- Passage provided
The tower is the cathedral bell-tower or campanile. The construction began in the 1100's and the tower began to lean during the building due to the soft soil. Construction ended in the 1300's. In the 1990's and early 2000's the tower was stabilized and the angle went from 5.5 to 3.99 degrees. Now tourists can climb the tower - buy tickets ahead on-line to prevent long waits.

The Baptistry is the largest in Italy. It is beautiful on the outside, but the inside is very simple and does not have much decoration. 

Jean Roberts

The entrance to the square is at the far end, a gate in the old city wall. The wall goes along two sides of the Field of Miracles. The wall was built between 1155 and 1161 to protect the Duomo and other religious buildings. The wall does not go all around the city, just where it was considered vulnerable at the time. You can walk on the wall along its length of 3 km. (2 miles) on certain days.

©2018 Google  

Step 4 -  Piazza Dei Miracoli to the train station

To go back to the train station the direct route goes down the street that is about even with the middle of the cathedral. This takes you straight to the river and a bridge. The alternate route is more interesting, and in the beginning is the street that you partially walked up and is even with the Leaning Tower. It leads to the river as well, and then you turn right to the bridge.

- Data excerpts
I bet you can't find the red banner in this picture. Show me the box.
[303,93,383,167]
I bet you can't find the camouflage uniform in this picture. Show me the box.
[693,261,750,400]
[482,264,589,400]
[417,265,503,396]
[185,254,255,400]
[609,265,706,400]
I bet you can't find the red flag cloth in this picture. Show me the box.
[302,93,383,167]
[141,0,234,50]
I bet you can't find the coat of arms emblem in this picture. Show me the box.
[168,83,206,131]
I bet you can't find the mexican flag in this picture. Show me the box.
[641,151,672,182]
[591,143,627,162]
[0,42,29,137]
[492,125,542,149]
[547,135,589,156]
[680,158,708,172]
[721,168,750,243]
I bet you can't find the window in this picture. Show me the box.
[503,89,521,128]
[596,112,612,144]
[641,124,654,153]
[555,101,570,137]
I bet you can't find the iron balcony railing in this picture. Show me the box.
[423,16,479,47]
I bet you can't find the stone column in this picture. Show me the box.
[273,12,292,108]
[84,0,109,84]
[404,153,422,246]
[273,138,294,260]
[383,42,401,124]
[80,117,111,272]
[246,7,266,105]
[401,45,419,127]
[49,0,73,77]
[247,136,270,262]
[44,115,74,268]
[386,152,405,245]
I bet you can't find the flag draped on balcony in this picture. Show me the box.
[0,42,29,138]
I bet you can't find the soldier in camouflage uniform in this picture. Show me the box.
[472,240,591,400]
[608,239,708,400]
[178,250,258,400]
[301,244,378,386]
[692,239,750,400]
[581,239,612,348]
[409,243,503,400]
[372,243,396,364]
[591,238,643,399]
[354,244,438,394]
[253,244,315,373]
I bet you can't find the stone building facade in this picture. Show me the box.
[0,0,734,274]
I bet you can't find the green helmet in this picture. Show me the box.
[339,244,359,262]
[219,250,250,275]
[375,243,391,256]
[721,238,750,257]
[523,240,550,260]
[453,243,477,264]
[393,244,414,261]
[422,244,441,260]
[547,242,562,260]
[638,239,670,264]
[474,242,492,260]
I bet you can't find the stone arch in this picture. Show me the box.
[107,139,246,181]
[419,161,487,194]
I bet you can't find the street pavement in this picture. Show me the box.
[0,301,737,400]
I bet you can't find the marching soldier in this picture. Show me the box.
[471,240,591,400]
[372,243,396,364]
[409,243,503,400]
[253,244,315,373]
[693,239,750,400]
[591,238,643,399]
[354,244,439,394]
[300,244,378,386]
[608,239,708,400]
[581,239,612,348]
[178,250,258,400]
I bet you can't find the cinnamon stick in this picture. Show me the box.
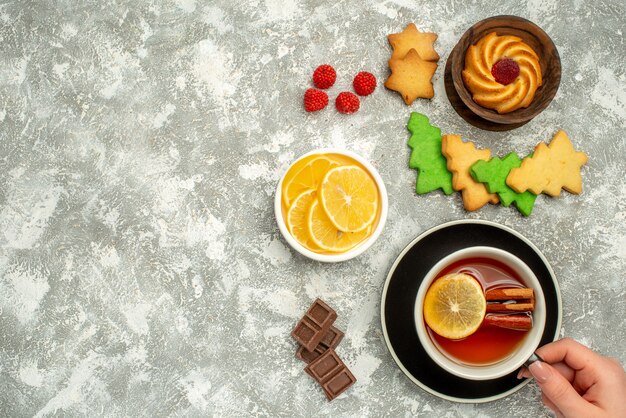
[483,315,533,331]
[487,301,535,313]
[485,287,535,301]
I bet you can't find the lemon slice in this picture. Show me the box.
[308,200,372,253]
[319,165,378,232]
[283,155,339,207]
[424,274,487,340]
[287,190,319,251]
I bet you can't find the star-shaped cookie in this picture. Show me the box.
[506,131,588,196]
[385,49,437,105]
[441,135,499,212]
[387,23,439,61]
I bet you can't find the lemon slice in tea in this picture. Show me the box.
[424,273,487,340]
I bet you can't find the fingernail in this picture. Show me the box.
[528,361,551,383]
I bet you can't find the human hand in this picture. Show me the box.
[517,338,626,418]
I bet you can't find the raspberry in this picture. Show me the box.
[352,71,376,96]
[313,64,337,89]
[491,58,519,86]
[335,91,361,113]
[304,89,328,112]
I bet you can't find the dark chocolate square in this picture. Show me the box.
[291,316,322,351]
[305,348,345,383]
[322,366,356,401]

--

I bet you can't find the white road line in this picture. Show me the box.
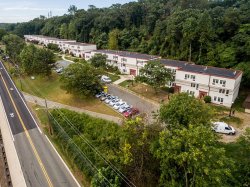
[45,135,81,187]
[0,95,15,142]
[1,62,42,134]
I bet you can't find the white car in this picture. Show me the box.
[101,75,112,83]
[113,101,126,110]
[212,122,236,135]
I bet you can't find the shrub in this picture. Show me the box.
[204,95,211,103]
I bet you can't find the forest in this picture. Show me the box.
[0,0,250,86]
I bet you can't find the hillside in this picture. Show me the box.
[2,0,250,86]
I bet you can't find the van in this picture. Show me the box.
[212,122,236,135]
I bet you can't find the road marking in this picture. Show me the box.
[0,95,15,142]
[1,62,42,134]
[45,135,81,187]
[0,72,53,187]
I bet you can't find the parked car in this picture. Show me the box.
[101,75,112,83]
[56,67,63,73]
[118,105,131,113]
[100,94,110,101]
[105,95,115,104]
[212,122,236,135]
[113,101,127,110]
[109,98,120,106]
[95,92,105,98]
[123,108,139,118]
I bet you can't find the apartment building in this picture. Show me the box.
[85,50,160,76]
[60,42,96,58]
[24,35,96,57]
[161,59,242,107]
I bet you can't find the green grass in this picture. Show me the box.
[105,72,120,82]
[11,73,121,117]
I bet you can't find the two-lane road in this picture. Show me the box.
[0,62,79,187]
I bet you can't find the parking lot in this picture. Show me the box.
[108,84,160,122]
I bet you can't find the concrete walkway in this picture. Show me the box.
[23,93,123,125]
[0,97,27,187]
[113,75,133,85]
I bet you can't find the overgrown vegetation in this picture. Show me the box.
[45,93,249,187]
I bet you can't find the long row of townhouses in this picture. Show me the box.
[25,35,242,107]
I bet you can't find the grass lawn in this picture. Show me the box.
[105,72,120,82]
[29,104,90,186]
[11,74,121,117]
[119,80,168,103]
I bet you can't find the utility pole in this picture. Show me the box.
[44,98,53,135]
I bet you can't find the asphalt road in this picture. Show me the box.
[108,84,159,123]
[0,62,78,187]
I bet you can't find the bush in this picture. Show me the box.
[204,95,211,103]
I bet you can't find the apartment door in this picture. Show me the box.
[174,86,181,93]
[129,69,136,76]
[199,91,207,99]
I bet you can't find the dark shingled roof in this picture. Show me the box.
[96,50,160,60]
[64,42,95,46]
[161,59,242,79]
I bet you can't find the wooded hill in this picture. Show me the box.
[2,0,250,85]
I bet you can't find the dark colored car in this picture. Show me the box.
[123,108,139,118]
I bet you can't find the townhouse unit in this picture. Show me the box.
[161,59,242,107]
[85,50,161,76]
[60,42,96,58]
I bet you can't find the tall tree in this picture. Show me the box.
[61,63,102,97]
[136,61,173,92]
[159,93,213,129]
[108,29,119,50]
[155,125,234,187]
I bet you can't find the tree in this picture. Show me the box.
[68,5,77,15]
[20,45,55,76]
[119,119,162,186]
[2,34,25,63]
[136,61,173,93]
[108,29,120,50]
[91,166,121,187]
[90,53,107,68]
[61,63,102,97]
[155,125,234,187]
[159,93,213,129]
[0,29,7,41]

--

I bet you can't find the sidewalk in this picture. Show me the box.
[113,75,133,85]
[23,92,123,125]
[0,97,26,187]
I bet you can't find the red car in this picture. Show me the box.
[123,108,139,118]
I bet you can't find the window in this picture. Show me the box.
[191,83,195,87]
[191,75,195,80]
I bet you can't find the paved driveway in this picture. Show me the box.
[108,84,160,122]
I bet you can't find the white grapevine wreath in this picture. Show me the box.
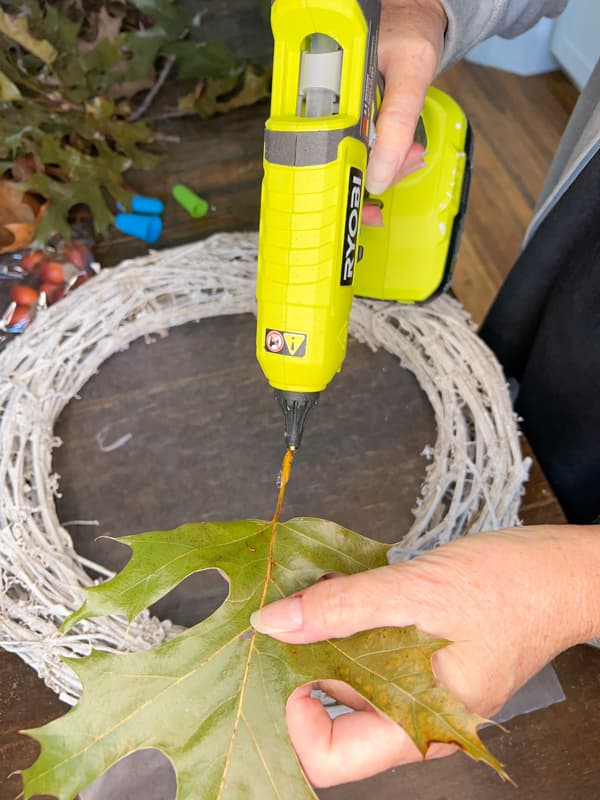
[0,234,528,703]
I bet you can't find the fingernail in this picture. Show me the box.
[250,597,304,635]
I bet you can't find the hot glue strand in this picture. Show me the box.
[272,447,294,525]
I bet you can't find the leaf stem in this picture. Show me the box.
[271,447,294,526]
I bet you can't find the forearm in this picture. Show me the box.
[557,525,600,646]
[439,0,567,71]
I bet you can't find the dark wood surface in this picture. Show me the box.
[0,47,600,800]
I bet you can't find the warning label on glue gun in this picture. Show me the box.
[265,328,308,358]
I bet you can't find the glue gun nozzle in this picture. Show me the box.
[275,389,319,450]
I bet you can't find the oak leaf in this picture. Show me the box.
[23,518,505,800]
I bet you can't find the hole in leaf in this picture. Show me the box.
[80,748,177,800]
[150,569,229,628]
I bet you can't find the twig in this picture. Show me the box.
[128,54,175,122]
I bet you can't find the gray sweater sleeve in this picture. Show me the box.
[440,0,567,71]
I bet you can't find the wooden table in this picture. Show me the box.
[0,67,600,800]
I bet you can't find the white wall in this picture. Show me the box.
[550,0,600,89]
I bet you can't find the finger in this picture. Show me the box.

- Tasks for this exercise
1. In the Piazza dei Miracoli guide, between which years was the wall built?
2. Repeat the section of the Piazza dei Miracoli guide from "The tower is" to "have much decoration.".
3. Carry on writing the Piazza dei Miracoli guide, starting after its last sentence.

- Expected outputs
1. Between 1155 and 1161.

2.
The tower is the cathedral bell-tower or campanile. The construction began in the 1100's and the tower began to lean during the building due to the soft soil. Construction ended in the 1300's. In the 1990's and early 2000's the tower was stabilized and the angle went from 5.5 to 3.99 degrees. Now tourists can climb the tower - buy tickets ahead on-line to prevent long waits.

The Baptistry is the largest in Italy. It is beautiful on the outside, but the inside is very simple and does not have much decoration.

3.
After you cross the river, turn left to see the tiny church Santa Maria della Spina. It was built in 1230 as a chapel for seamen, and it originally was down nearer river level. It is well known as an example of Gothic architecture. The interior is not very interesting but the outside is terrific. Walk around it!

Walk back to the bridge and continue south. After several blocks the street opens to a square. Immediately turn left, and walk beside the church. At the back of this church there is a pedestrian walk, and on the back wall of the church is a painting called 'Tuttomondo' by an American named Keith Haring. Tuttomondo means 'all the world' and the painting is dedicated to peace and love. It was Keith Haring's last painting, as he died several months later from AIDS. See how many happy things you can find in the painting!

©2018 Google  

Ahead is the Vittorio Emanuele square and the train station. 

 

The walk is 4.5 km. / 2.8 miles. 

Cruising is always a joy and new ports are always adventures.

I hope you enjoy the entries, and I would appreciate your feedback.

Thank you to Lynda Thompson, Lovette Kyllo, Kelly Raine, Jamie Robertson and Katie Robertson for sharing their personal photos...... and, of course, Google maps and Wikipedia photos.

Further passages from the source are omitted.